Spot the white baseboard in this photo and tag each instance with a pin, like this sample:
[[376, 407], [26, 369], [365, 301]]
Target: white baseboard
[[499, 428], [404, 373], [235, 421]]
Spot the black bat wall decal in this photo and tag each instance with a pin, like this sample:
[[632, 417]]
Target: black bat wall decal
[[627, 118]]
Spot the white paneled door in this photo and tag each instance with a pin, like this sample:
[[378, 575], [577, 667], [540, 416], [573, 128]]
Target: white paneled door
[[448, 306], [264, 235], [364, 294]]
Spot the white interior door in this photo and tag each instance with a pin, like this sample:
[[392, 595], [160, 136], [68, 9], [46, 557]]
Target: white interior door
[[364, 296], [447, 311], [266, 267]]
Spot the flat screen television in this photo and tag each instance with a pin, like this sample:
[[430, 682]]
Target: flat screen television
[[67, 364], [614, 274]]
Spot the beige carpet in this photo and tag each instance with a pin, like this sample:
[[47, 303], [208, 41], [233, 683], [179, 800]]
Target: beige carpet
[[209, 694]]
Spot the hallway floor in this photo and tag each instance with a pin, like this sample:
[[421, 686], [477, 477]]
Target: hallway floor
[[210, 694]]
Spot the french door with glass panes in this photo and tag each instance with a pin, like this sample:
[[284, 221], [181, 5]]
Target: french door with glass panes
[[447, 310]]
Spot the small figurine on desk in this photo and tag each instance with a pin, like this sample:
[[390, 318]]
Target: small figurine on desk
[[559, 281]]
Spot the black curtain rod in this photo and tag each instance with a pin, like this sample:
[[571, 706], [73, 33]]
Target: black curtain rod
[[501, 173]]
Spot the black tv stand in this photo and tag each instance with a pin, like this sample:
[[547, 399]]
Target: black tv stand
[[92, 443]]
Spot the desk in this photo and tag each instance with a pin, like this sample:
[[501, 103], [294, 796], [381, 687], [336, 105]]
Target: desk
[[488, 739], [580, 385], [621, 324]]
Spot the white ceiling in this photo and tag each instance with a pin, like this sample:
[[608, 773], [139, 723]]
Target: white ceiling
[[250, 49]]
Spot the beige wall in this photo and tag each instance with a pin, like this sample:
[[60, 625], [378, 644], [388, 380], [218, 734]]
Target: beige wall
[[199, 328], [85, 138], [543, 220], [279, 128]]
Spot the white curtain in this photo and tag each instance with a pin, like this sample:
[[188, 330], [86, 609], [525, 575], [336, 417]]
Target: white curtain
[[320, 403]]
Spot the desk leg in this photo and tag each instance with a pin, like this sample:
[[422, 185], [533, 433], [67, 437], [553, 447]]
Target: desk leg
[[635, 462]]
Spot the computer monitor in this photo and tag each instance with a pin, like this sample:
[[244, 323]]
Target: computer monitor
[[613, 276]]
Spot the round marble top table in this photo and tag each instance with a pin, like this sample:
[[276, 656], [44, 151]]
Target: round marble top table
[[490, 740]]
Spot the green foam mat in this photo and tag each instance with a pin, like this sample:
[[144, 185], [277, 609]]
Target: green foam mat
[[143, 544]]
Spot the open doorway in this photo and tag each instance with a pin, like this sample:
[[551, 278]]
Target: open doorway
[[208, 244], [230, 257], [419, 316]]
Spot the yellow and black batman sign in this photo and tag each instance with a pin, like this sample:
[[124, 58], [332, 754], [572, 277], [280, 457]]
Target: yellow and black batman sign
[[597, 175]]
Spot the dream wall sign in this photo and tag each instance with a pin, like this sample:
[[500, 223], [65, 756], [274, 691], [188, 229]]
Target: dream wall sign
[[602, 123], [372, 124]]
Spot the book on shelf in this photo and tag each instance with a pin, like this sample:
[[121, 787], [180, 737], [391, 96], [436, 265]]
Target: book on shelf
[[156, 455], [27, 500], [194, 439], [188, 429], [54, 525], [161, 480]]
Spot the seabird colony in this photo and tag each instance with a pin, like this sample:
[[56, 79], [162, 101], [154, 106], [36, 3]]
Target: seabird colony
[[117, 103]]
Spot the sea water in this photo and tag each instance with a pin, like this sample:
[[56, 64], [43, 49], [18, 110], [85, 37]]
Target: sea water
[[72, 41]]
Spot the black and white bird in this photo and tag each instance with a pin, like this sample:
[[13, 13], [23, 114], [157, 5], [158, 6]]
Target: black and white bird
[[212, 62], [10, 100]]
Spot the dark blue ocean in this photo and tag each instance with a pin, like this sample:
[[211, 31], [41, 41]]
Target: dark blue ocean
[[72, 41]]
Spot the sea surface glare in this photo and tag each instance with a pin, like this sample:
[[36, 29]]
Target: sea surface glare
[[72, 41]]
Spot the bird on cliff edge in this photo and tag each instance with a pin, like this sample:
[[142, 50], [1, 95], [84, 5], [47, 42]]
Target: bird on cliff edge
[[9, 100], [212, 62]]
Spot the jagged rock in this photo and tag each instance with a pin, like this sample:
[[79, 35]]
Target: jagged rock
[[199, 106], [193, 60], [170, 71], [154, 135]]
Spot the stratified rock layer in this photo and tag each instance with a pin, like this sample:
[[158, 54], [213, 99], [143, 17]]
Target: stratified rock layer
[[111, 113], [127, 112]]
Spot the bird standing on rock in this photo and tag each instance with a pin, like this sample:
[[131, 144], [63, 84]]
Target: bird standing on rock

______

Task to carry out:
In the material above, find every line that has the string "standing" and pull those lines out.

Result of the exercise:
Spot the bird standing on rock in this photo and tag each instance with a pin, like this sample:
Target: bird standing on rock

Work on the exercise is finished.